[WHAT YOU SHOULD DO]
An exact copy of the records is required, minus the pictures they hold.

Lines of data
- - -

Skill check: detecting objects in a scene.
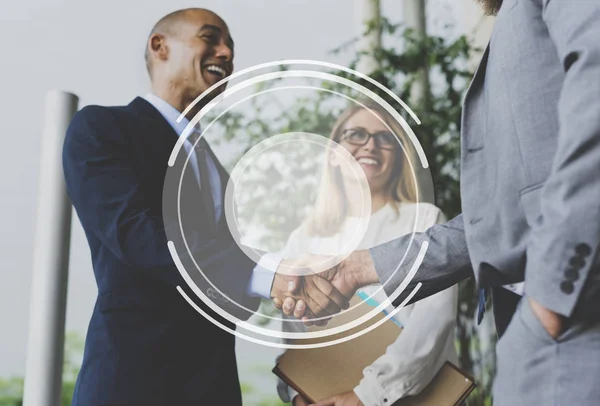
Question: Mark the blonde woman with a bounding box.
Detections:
[278,105,458,406]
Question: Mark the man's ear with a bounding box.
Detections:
[148,33,169,61]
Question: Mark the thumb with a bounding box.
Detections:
[287,275,300,293]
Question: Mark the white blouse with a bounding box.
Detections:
[278,203,458,406]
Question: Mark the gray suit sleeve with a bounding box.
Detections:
[525,0,600,316]
[369,214,473,306]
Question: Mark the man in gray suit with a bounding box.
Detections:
[284,0,600,406]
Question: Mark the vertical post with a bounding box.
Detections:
[23,91,78,406]
[354,0,381,75]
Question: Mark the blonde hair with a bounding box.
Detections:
[305,103,418,236]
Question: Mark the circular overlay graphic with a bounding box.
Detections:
[225,132,371,275]
[162,61,431,348]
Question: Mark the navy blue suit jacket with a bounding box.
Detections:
[63,98,259,406]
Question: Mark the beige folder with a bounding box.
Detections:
[273,294,475,406]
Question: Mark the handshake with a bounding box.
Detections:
[271,250,379,326]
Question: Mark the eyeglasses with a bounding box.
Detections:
[341,128,398,149]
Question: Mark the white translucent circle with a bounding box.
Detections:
[225,132,371,275]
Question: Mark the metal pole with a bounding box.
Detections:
[354,0,381,75]
[23,91,78,406]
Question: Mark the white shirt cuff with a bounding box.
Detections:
[246,254,283,299]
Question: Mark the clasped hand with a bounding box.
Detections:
[271,251,377,326]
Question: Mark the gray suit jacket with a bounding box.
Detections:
[371,0,600,316]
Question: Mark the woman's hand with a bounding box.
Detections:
[311,391,365,406]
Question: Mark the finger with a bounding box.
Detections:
[283,297,296,316]
[313,276,348,309]
[294,299,306,319]
[304,294,329,319]
[287,275,300,293]
[302,316,313,327]
[310,397,335,406]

- - -

[TASK OUTPUT]
Skill check: detecting objects in a scene.
Question: Mark the blonde woman with a bounding box.
Detections:
[278,105,458,406]
Question: Mark the man's ear with a bounding box.
Detections:
[148,33,169,61]
Question: Mark the thumb with a bounding box.
Detections:
[287,275,300,293]
Question: Mark the white blouse with a bounding box.
Detections:
[278,203,458,406]
Question: Mark the gray suit sleeve with a bounding box.
Detections:
[525,0,600,316]
[369,214,473,306]
Question: Mark the man in gray suit with a bounding box.
Detections:
[284,0,600,406]
Question: Mark the vertical post with a bounding box.
Detections:
[23,91,78,406]
[354,0,381,75]
Question: Mark the blonde hair with a bounding box.
Detections:
[305,103,418,236]
Question: Mark the circular overlay graphic with a bounding box.
Detections:
[225,132,371,275]
[162,61,431,348]
Question: Mark the navy blue suit jacket with a bounding box.
Detections:
[63,98,259,406]
Question: Mark the beige folder with a bounding box.
Detections:
[273,294,475,406]
Question: Mark the handshake with a bounding box.
Detections:
[271,250,379,326]
Question: Mark the eyeglasses with a bounding box.
Detections:
[341,128,398,149]
Question: Mark the white translucent circle with a bounding box.
Detections:
[225,132,371,275]
Question: Mark the metal pole with a bounding box.
Detections:
[354,0,381,75]
[23,91,78,406]
Question: Mark the white shirt cuff with a bounding box.
Detections:
[246,254,283,299]
Question: Mark the clasped hand with a bounding box.
Detections:
[271,251,377,326]
Question: Mark the gray suit jacket with a bounding box.
Detections:
[371,0,600,316]
Question: Mark the woman's hand with a bounding box.
Detections:
[311,391,365,406]
Question: Mark the finger with a bounding box.
Detections:
[283,297,296,316]
[313,276,348,309]
[294,299,306,319]
[304,294,329,319]
[287,275,300,293]
[302,316,313,327]
[310,397,335,406]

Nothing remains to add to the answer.